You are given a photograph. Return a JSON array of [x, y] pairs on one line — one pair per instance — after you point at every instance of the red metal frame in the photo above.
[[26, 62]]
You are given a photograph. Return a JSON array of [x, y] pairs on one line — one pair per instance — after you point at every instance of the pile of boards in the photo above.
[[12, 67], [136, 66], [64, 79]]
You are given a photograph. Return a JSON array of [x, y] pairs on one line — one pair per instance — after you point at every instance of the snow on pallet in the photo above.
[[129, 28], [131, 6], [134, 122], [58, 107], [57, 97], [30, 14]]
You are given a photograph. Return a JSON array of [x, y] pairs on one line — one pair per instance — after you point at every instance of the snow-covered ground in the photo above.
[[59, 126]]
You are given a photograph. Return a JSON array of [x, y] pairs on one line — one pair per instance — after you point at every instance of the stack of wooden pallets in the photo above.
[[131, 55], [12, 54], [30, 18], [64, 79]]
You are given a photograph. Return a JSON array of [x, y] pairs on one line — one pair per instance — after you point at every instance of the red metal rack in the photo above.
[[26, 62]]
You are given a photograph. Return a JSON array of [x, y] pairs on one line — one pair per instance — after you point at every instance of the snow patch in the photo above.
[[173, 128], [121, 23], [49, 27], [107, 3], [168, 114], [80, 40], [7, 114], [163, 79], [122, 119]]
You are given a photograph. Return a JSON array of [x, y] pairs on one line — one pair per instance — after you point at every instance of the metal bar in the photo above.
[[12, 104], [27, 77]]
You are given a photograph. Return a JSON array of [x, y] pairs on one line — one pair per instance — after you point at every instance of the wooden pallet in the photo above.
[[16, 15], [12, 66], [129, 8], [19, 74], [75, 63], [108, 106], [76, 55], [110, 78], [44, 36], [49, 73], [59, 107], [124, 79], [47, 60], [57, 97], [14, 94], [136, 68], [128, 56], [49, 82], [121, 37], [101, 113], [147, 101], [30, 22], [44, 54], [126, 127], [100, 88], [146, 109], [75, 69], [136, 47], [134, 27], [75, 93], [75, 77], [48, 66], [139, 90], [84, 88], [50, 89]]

◆ **DESCRIPTION OF THE TASK**
Print every record above exactly as it was given.

◆ **WRITTEN SOLUTION**
You are given a photograph. Return a JSON array of [x, y] pairs on one line — one pair per instance — after you point at every instance of the red metal frame in the photo above.
[[26, 62]]
You are given a photograph. Return a JSON array of [x, y] pairs on one line — one pair per instance — after you point at every instance of the pile of boards in the photo above.
[[12, 67], [136, 66], [64, 79]]
You are given a photograph. Return a JSON array of [x, y] pairs on one line — one pair per instance — after you point at every instance of the snow on pallet in the photo above.
[[129, 28], [131, 6], [134, 122], [58, 107], [57, 97], [30, 14]]
You are given a photograph. Return a JSON array of [x, y] pairs on one line — one pair per instance — after you point at every instance of the snow-covered ground in the photo above.
[[59, 126]]
You are given a photograph. Return a JSON array of [x, y] pairs on one line — one pair per instance — after you point at every instance of the stack of wooden pallets in the photo above.
[[131, 55], [12, 54], [30, 18], [64, 79]]
You are given a photograph. Return a JSON array of [x, y] pairs on one line — one pair per instance — after you point at every instance of the red metal rack in the photo above.
[[26, 62]]
You are given a photograph. Return a JSON array of [x, y] pairs on one line — one pair per instance — after you point at every instance of the snow patch in the photo above.
[[173, 128], [121, 23], [49, 27], [107, 3], [168, 114], [80, 40], [7, 114], [163, 79], [122, 119]]
You are given a photograph. Return a JSON array of [x, y] pairs on one line — one pair per instance — after you point at every instance of the metal bar in the photo above.
[[12, 104], [27, 77]]
You are given a photograph. Return a JSON array of [x, y] pairs on one line — one pair per instance — after you point at every instance of the wooden pallet in the photo above.
[[16, 15], [12, 66], [129, 8], [19, 74], [75, 63], [108, 106], [76, 55], [110, 78], [44, 36], [49, 73], [59, 107], [124, 79], [47, 60], [57, 97], [14, 94], [136, 68], [128, 56], [49, 82], [121, 37], [101, 113], [147, 101], [30, 22], [44, 54], [126, 127], [100, 88], [146, 109], [75, 69], [136, 47], [134, 27], [75, 93], [75, 77], [48, 66], [139, 90], [84, 88], [50, 89]]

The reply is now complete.